* [Object point labels]:
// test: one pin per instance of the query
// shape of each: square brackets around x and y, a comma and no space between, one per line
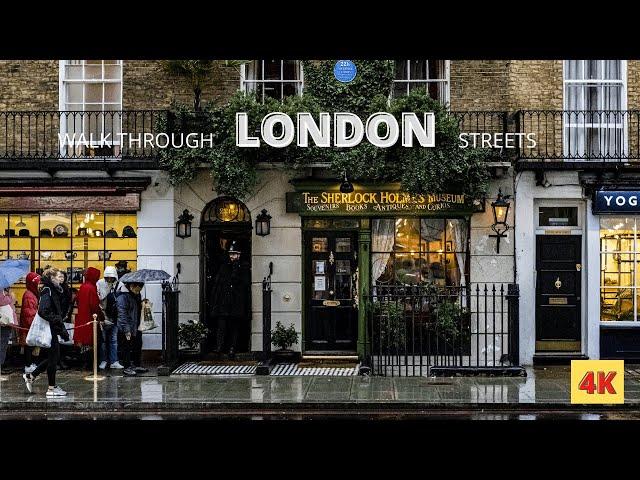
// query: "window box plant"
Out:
[284,338]
[191,335]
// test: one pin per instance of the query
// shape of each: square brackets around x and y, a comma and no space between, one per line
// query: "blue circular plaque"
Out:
[345,71]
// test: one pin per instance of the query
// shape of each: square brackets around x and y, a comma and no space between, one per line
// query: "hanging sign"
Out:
[377,203]
[616,201]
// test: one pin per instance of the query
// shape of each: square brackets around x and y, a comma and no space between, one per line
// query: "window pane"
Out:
[418,69]
[290,70]
[272,69]
[407,235]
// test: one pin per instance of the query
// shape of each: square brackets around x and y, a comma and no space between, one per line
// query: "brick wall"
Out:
[28,85]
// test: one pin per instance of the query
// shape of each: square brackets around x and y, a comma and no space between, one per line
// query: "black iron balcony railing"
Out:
[588,137]
[87,135]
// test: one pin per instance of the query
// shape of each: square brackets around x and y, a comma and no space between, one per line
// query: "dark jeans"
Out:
[131,349]
[51,362]
[227,329]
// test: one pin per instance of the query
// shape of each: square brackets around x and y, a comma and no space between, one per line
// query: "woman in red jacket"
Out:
[88,304]
[27,314]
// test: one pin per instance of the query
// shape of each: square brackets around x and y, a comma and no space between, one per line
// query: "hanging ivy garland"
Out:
[419,170]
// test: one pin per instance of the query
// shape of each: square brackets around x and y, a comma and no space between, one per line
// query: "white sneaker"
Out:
[28,381]
[56,392]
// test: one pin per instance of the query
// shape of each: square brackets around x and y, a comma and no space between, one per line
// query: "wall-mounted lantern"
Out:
[263,223]
[183,225]
[500,211]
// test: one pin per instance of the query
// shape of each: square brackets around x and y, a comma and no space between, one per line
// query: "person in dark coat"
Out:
[50,309]
[229,299]
[129,302]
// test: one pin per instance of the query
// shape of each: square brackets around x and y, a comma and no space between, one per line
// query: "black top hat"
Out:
[233,248]
[128,232]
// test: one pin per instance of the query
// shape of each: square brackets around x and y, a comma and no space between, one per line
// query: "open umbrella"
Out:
[145,275]
[12,270]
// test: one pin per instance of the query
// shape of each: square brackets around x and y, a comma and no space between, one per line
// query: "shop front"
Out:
[366,243]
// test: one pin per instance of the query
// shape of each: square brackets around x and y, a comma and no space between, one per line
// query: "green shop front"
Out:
[375,239]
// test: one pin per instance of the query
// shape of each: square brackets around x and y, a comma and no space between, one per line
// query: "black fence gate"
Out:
[430,330]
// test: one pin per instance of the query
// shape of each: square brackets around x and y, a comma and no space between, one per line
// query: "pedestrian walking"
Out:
[27,313]
[50,309]
[129,303]
[6,298]
[107,287]
[88,305]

* [Aim]:
Copy everything in the records above except the pictures, exactly as written.

* [Solution]:
// test: one pin per instance of the query
// shape of each: square brackets around x and y, a comma and no space between, one per line
// query: "window box plant"
Out:
[284,338]
[191,335]
// test: one pin per instance of the query
// shape of each: square brackets around x and y, a comma and no space between, one per line
// query: "blue circular plaque"
Out:
[345,71]
// test: one pin per instance of the query
// shape of each: square brackets around x and y, a comma and no space between, one per line
// query: "hanging sign"
Out:
[377,203]
[616,201]
// test: one pin per instance of the query
// shape of each: square brackets around x and y, a comma and no space between, one per line
// query: "window pane"
Out:
[418,69]
[290,70]
[272,69]
[407,235]
// test: one pin per instance of the query
// shape of each: square brackets around x and y, a comma and no space between, one per line
// query: "brick wall"
Out:
[28,85]
// test: one pin per instance of the query
// shape of each: square brackets around x and y, a comma and no space between, one per line
// query: "black iron balcony railing"
Out:
[588,137]
[87,135]
// test: one pin per instance of the query
// shape of each: square brackets around x and y, a comma and no space between, one per line
// query: "dark jeans"
Out:
[131,349]
[51,362]
[227,329]
// test: one pin per instance of the query
// shape of each: square brackets around x and y, a comma and no space between, one per line
// query: "woman in red jacket"
Out:
[88,304]
[27,314]
// test: one pin per instance of the query
// shape of each: square brackets around x and y, a comma and no space between, one per line
// query: "hanging ivy garland"
Out:
[419,170]
// test: one pin per instance of the query
// shape of each: square brackets around x and y, a comma and no space between, one per line
// query: "white sneaker"
Out:
[28,381]
[56,392]
// test: one pin per instance of the query
// shape of each: square brackets around x and y, a comma and no space between, one per line
// query: "wall-mounted lantern"
Out:
[263,223]
[183,225]
[500,211]
// test: one pin per instance of the query
// shape of each: square brackets around x and y, a comma and no space between, one per line
// query: "person in dark coat"
Out:
[50,309]
[229,299]
[129,302]
// test: one pin per instance of the query
// shape of each: square brackets around x and y, a comma and no space between, one per line
// query: "black top hat"
Out:
[233,248]
[128,232]
// test: one pin per instance of the query
// shape of each: square brackets around x and y, a comma and no space between, one per line
// query: "open umbrella"
Out:
[145,275]
[12,270]
// test: one pin per instance of the query
// shape of each: square brackets around x and y, a comma and no space between, one per line
// query: "shop front"
Out:
[366,243]
// test: one pin per instance of the query
// shape of each: square brackets around x and y, a comma and no space between, one per line
// query: "green shop front"
Out:
[375,239]
// test: one pin per instance of the query
// shape of each: square brackets around x and y, a comma and no space between, one per line
// query: "black fence gate"
Out:
[430,330]
// test: one pin per instance of the query
// shape of each: square brackets around x and y, a comma and no space between, one per line
// query: "pedestrian walking"
Out:
[27,313]
[50,309]
[129,303]
[6,298]
[107,287]
[88,305]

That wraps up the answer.